■ **The task**
Retype exactly the lines from the line with "Mark a point on each instance of the woman" to the end of the data, keeping both boundary lines.

■ **Data for this exercise**
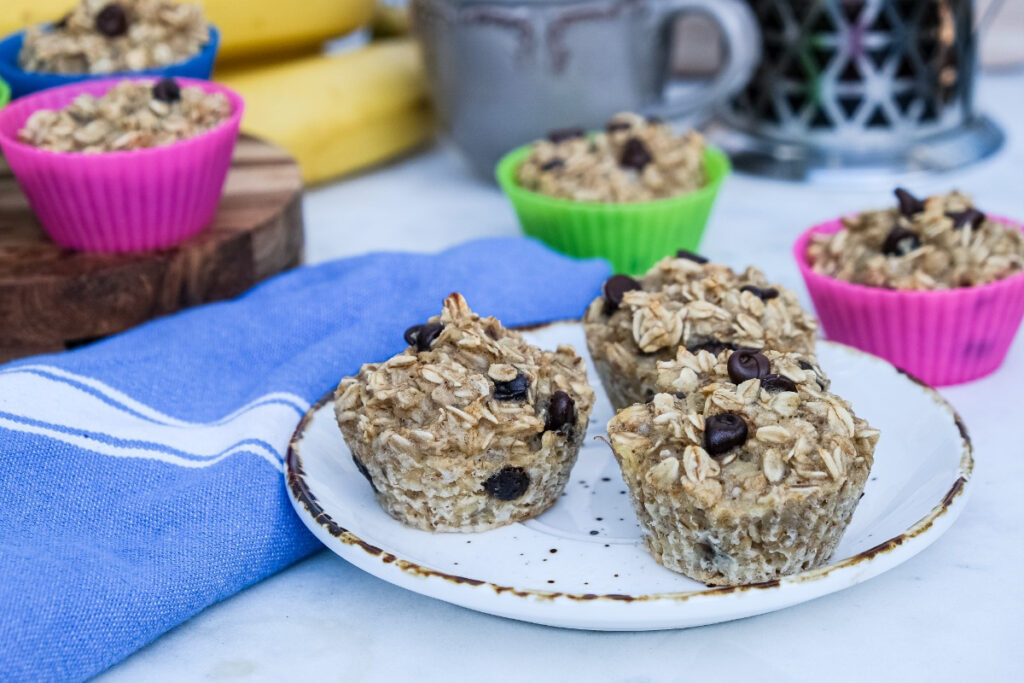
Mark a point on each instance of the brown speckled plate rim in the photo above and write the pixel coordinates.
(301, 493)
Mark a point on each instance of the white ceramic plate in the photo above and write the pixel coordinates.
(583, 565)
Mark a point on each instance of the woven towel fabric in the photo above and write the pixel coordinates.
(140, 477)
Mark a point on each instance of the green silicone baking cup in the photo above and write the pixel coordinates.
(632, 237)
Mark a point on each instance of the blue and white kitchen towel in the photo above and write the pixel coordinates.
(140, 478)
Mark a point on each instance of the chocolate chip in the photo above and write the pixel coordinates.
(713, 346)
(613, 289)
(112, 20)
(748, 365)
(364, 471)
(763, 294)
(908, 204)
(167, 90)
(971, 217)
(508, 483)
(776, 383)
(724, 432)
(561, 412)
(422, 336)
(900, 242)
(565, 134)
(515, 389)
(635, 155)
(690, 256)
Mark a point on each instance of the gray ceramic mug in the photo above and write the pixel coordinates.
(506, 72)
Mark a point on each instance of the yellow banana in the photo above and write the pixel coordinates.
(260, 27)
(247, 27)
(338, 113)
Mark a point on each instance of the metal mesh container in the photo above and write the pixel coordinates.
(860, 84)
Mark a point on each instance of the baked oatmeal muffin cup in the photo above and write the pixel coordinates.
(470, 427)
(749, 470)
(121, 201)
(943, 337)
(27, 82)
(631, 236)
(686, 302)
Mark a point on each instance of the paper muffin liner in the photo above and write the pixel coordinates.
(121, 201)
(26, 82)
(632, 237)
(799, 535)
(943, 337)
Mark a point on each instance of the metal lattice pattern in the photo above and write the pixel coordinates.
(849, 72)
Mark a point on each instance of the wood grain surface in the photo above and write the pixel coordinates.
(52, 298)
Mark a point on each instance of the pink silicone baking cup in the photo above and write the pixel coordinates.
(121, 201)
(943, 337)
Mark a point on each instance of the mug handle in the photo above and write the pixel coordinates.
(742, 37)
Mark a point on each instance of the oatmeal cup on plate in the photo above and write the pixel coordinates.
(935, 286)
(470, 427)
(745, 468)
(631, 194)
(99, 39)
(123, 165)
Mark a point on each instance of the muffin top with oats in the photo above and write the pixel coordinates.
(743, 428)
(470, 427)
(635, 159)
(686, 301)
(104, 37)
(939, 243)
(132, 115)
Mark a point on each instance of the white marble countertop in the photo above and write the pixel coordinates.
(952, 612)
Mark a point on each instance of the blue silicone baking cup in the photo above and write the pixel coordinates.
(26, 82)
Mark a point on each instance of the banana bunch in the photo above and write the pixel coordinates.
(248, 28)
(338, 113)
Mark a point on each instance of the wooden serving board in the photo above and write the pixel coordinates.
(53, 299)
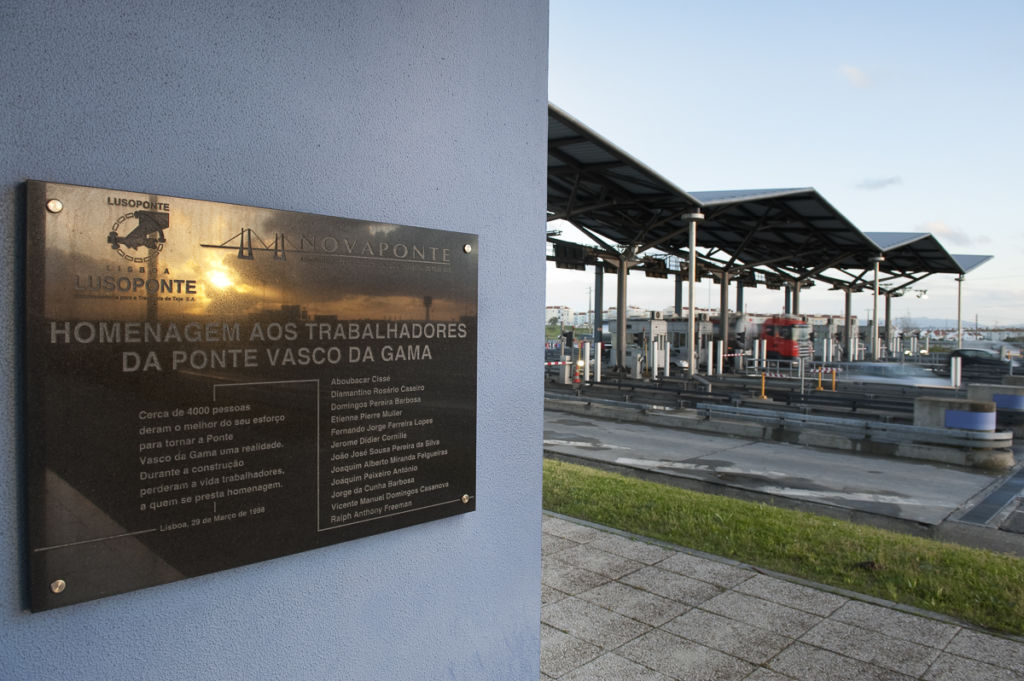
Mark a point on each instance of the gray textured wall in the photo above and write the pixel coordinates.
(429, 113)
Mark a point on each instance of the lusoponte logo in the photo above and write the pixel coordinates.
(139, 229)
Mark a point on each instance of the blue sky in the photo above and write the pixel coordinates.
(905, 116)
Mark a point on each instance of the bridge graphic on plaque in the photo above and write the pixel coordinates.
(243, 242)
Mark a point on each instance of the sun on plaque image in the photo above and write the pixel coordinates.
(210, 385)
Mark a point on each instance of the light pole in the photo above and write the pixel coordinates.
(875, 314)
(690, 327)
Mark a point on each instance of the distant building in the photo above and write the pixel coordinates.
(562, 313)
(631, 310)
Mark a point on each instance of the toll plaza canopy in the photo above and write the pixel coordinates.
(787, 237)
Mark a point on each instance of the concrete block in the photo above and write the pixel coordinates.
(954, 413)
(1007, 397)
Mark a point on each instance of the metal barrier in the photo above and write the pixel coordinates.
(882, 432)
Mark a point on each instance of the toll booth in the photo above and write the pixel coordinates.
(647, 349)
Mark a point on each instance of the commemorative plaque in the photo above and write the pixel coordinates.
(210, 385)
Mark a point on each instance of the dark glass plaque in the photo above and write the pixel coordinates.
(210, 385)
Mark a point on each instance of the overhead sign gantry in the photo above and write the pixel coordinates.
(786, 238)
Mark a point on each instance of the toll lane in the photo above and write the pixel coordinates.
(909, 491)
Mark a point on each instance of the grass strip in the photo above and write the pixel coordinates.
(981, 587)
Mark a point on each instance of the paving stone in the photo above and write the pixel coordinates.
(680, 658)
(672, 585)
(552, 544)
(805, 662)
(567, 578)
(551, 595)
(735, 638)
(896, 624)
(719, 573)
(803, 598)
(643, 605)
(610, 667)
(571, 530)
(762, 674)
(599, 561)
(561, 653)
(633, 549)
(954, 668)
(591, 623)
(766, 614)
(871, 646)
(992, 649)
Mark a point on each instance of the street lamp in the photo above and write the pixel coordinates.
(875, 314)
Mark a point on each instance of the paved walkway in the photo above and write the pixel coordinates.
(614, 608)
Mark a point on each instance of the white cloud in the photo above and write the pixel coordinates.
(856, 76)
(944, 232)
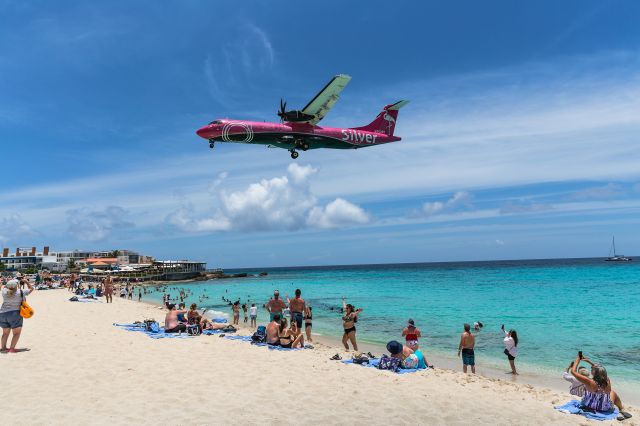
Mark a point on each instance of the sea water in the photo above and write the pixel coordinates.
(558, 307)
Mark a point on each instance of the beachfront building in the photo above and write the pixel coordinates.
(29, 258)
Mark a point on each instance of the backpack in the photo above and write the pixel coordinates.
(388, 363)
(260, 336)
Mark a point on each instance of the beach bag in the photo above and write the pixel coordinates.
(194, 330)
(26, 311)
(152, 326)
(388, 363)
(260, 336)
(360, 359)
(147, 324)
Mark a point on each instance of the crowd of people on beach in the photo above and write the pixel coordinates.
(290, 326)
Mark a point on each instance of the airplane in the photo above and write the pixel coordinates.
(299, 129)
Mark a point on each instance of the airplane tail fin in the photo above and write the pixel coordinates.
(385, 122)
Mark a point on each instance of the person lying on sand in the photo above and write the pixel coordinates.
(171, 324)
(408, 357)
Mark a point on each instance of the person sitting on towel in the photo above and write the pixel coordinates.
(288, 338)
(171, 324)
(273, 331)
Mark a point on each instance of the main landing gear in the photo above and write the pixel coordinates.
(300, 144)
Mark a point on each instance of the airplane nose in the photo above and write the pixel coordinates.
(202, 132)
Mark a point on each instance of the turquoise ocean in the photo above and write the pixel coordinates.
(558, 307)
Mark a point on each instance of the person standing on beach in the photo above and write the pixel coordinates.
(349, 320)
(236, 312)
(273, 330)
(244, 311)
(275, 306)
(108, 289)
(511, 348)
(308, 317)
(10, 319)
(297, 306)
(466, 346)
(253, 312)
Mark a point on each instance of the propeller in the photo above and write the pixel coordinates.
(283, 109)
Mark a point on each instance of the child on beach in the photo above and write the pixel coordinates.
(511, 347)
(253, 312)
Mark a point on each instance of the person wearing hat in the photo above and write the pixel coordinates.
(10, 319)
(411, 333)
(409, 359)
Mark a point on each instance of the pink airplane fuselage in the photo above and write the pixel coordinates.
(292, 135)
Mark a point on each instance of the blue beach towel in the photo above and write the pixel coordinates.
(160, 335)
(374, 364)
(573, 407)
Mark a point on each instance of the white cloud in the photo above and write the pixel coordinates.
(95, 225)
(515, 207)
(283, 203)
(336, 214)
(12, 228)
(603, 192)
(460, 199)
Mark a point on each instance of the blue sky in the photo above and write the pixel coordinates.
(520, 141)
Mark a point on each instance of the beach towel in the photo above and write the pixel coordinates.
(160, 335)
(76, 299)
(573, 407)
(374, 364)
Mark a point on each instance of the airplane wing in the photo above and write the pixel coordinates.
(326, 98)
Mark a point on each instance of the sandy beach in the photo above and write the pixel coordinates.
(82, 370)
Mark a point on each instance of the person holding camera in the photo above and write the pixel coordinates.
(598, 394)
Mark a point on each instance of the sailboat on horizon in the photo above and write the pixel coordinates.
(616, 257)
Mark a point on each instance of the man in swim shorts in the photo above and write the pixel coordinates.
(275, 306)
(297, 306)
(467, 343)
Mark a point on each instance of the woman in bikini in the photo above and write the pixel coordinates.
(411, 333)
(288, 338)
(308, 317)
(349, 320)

■ **Your response**
Mark a point on each instance of the woman in bikini in the photo above and write the pixel coordinates.
(411, 333)
(288, 338)
(308, 317)
(349, 320)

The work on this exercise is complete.